Extracted text:
%%

Given where I want to locate the Lmod module files, the general layout of files is shown in Figure 1. Three subdirectories appear at the top. The first I want to mention is Core, which contains the first set of module files and is typically where compiler module files are located – and possibly pre-built applications. In this case, only the compiler module files are listed. Under Core reside two subdirectories, one for each type of compiler: gnu and nvidia.

Figure 1: General module file layout.

Each subdirectory has individual files with versions of each compiler type. For example, gnu has versions 8.5 and 12.2. The label after each compiler version (f) indicates that these are files. Figure 2 shows the path (in green) to the file when loading the gnu/8.5 module. After loading this module, the module files under compiler are available, but only those associated with gnu/8.5/ (Figure 3). 

Figure 2: Path to the gnu/8.5 module.
Figure 3: Path to mpich 4.1 module.

After the compiler is loaded, Lmod then makes the path to /opt/modulefiles/compiler/gnu/8.5 available to the user, who can then get a list of MPI libraries available, including mpich and openmpi. For this example, the MPI library, mpich/4.1, is loaded, as shown in red.

Head Node – Lmod Installation

To install Lmod on the head node, you need to install the prerequisites first:

  • lua 
  • lua5.1-bitop 
  • lua-devel 
  • lua-json 
  • lua-lpeg 
  • lua-posix 
  • lua-term 
  • tcl 
  • tcl-devel 

To install all of these on Rocky 8, you need to install the PowerTools repo, which is where many of these packages are stored. From an article by Heyan Maurya, the command to install the PowerTools repo is:

$ sudo dnf config-manager --set-enabled powertools

Now it’s just a simple matter of installing each package. Pay attention to name of the bitop package because it is different from the package names in the Lmod docs. Installing the packages is an exercise left to the reader.

%%

Provided information:
%%

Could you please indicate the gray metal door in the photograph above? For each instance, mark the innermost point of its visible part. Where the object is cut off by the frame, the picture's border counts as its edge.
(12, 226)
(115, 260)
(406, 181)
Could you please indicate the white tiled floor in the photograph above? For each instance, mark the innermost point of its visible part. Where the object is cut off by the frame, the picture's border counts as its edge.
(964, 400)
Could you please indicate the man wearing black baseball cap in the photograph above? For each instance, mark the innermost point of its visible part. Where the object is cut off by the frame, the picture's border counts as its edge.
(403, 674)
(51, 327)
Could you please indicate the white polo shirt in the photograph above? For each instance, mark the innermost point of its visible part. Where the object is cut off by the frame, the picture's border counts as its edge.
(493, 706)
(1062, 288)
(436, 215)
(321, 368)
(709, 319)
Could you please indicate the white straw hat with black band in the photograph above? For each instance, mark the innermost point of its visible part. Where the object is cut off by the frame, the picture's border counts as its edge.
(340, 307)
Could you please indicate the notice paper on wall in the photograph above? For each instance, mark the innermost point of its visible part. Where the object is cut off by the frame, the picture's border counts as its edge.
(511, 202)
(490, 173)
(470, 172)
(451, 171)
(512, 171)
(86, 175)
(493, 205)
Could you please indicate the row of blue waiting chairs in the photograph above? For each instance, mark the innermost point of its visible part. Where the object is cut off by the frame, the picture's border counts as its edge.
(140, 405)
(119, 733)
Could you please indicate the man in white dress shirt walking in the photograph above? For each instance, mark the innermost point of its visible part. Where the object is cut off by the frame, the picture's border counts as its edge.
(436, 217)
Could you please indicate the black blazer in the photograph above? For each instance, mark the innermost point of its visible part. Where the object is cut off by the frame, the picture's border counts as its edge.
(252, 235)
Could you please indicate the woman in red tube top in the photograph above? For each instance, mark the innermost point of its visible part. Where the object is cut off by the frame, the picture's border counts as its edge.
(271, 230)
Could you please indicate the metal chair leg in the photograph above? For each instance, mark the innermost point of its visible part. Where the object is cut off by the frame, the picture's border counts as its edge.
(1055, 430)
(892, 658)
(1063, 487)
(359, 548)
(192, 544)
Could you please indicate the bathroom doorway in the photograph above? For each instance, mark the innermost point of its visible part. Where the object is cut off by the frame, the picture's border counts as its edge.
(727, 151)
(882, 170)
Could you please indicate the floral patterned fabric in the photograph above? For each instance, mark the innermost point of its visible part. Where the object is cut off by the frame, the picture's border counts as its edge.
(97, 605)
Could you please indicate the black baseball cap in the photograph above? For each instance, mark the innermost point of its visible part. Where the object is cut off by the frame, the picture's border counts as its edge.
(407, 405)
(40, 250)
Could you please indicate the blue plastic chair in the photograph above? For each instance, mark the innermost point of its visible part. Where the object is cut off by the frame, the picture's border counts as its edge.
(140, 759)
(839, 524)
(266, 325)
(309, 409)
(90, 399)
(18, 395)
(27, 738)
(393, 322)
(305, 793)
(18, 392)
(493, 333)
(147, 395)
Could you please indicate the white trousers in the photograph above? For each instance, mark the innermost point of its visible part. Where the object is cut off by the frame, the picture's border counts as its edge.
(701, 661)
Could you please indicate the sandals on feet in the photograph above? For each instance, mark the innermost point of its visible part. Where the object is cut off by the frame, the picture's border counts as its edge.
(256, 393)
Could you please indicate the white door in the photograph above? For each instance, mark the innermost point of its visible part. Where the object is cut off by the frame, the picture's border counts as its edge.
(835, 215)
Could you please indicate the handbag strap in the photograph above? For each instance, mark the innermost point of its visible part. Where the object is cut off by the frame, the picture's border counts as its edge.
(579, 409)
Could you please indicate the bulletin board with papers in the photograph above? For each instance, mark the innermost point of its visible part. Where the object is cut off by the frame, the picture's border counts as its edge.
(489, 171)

%%

What you have to do: Rewrite the Lmod module text from "Each subdirectory has" up to and including "associated with gnu/8.5/ (Figure 3).", putting "separate files" in place of "individual files".

Output of the task:
Each subdirectory has separate files with versions of each compiler type. For example, gnu has versions 8.5 and 12.2. The label after each compiler version (f) indicates that these are files. Figure 2 shows the path (in green) to the file when loading the gnu/8.5 module. After loading this module, the module files under compiler are available, but only those associated with gnu/8.5/ (Figure 3).